Required actions:
1: In the article on EPR Properties and AGNC Investment, what dividend yield is given for AGNC?
2: In the article comparing EPR Properties and AGNC Investment, how would you say "Owning mortgages is not even remotely like owning properties." in Spanish?
3: Carry the article on EPR Properties and AGNC Investment forward from its last sentence.

[[ Excerpt to read, beginning ]]

EPR Properties (EPR -0.32%) and AGNC Investment (AGNC 0.97%) are both dividend cutters. That might be enough to turn many investors off, but... they have attractive dividend yields. EPR's yield is around 7.1%, while AGNC's yield is a huge 17.2%! But before you jump on the higher yield, you'll want to read the rest of this article.

AGNC's dividend has gone down, down, down

While both EPR and AGNC are real estate investment trusts (REITs), they are very different businesses. EPR owns physical properties, while AGNC invests in mortgages that have been pooled into bond-like investments often called collateralized mortgage obligations (CMOs), or something similar. Owning mortgages is not even remotely like owning properties.

An angry person looking at computer and balling up some paper.

Image source: Getty Images.

CMOs are affected by interest rates, the housing market, and repayment trends, among other things. The securities trade all day long and, thus, can react quickly to changing market conditions. Leverage, meanwhile, plays an important role for mortgage REITs, with the portfolio of CMOs often acting as collateral. Although the goal is simply to earn the difference between financing costs and the interest paid on the CMOs, this is very much an active investment business, not a passive one.

AGNC Chart

AGNC data by YCharts

AGNC is best suited to institutional-level investors that want exposure to mortgages. It's also important to look at the REIT through a total return lens and not just focus on the dividend. That's highlighted by the fact that the dividend has been cut regularly over the past decade. As the chart above shows, the stock price has followed the dividend lower. That's about the worst possible outcome for an investor trying to live off the income they generate from their portfolio.

[[ Excerpt to read, end ]]
[[ Data for review, beginning ]]

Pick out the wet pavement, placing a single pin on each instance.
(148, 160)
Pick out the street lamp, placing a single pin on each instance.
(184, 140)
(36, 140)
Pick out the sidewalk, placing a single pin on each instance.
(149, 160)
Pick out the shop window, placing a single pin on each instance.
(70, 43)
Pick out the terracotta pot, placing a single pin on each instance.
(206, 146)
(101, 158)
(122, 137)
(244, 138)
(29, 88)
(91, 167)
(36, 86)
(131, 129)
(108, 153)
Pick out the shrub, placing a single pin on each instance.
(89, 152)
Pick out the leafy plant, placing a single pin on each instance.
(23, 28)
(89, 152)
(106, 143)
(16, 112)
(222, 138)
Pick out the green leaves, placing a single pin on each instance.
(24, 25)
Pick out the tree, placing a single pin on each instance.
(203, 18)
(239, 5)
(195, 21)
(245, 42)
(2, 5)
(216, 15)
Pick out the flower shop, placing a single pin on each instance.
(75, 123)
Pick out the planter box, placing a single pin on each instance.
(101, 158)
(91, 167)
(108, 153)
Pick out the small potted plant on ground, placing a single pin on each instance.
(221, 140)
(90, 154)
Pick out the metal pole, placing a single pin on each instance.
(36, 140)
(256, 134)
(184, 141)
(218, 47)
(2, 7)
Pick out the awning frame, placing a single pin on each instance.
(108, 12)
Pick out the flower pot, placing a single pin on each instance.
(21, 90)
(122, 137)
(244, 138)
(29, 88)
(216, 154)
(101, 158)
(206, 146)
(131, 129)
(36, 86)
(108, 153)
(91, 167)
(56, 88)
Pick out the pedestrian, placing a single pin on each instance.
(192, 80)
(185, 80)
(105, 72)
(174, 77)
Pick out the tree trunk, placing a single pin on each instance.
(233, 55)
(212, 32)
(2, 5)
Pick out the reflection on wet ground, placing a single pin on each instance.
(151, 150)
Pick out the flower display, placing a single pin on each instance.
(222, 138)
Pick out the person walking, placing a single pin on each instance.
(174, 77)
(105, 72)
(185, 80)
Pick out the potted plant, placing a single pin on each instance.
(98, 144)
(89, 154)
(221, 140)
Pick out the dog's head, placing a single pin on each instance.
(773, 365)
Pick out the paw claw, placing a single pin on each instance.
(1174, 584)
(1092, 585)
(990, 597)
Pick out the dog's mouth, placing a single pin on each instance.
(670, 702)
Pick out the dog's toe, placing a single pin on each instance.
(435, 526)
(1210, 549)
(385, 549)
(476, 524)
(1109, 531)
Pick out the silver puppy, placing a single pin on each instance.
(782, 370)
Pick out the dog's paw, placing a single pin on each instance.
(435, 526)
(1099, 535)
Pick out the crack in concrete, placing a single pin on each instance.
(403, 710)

[[ Data for review, end ]]

Answers for the tasks:
1: 17.2%

2: Poseer hipotecas no se parece ni remotamente a poseer propiedades.

3:
AGNC Chart

AGNC data by YCharts

But if you switch the view to total return, which assumes the reinvestment of dividends, you can see (in the chart above) that the return is positive over the past decade. Most income investors just don't think this way, and that shockingly high yield will end up hurting your portfolio more than helping it if the cuts continue.

EPR is turning things around, slowly

EPR Properties, by comparison, owns physical properties. That's a more passive business, as it looks to hold assets for a long period of time and generate income by leasing the properties to tenants. The problem here is that EPR focuses on experiential assets that basically serve to bring people together in groups. Think movie theaters, amusement parks, and ski resorts, among other things.

EPR Chart

EPR data by YCharts

When the coronavirus pandemic hit, much of this REIT's portfolio was shuttered, leading the board to suspend the dividend. Given the uncertainty at the time, that made a great deal of sense. While the dividend is back, it is set at a lower level, which hints at the risk here. EPR Properties is still dealing with some lingering headwinds. The biggest issue is the roughly 40% of the REIT's rents that come from movie theaters.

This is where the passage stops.